• _Questions on the material_
A. In the article about the Metrolink train crash, what vehicle did the man park on the tracks?
B. Decide whether each statement agrees with the article about the Metrolink train crash, and give yes or no with the deciding words quoted from it: (i) The crash involved three trains. (ii) Juan Manuel Alvarez was from Reseda. (iii) The train that hit the vehicle was northbound.
C. Quote the article about the Metrolink train crash, starting at "A man apparently" and ending at "injured about 180.".

A man apparently intending to commit suicide parked his SUV in the path of a Metrolink commuter train Wednesday morning, then jumped out of the way in time to watch a chain-reaction wreck that killed at least 11 people and injured about 180.
The crash, which involved three trains, was the deadliest on a railroad in the United States since 1999. It shattered the predawn stillness near Griffith Park with what witnesses described as the sound of scraping gravel followed by a sustained boom that shook the ground.
"Before I knew it, there was a big, big bang. I looked out the window and saw fire," said Teresa Alderete, 50, of Reseda, a commuter whose train car was transformed in an instant from a rolling island of morning serenity into a nightmare of flying bodies, torn metal and shattered glass.
"I was one of the fortunate ones to walk out."
Officials said the carnage was caused by a despondent man from Compton, Juan Manuel Alvarez, 25, who parked his green Jeep Grand Cherokee on the tracks that run along the border of Glendale and the Los Angeles neighborhood of Atwater Village. As Metrolink's regular commuter train No. 100 from Moorpark to Union Station bore down on him just after 6 a.m., Alvarez leaped from the vehicle, Glendale Police Chief Randy Adams said. He was arrested at the scene and, after being taken to County-USC Medical Center, was booked on suspicion of murder. Prosecutors are weighing formal charges.
The lead passenger car of a three-car southbound train, which was being pushed from the rear by its locomotive, hit the truck, dragged it down the tracks, then derailed.

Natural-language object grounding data
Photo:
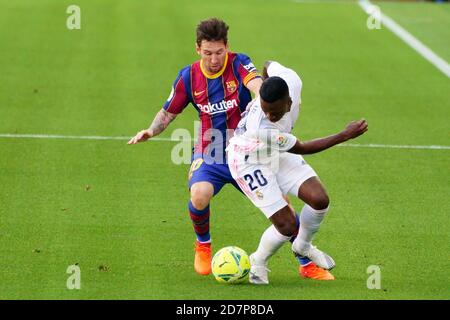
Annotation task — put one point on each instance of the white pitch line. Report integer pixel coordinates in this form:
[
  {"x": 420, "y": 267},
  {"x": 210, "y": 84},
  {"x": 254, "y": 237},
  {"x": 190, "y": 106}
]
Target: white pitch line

• _Answers by item_
A. A green Jeep Grand Cherokee.

B.
(i) Yes: "The crash, which involved three trains, was the deadliest on a railroad in the United States since 1999."
(ii) No: "a despondent man from Compton, Juan Manuel Alvarez, 25"
(iii) No: "The lead passenger car of a three-car southbound train"

C.
A man apparently intending to commit suicide parked his SUV in the path of a Metrolink commuter train Wednesday morning, then jumped out of the way in time to watch a chain-reaction wreck that killed at least 11 people and injured about 180.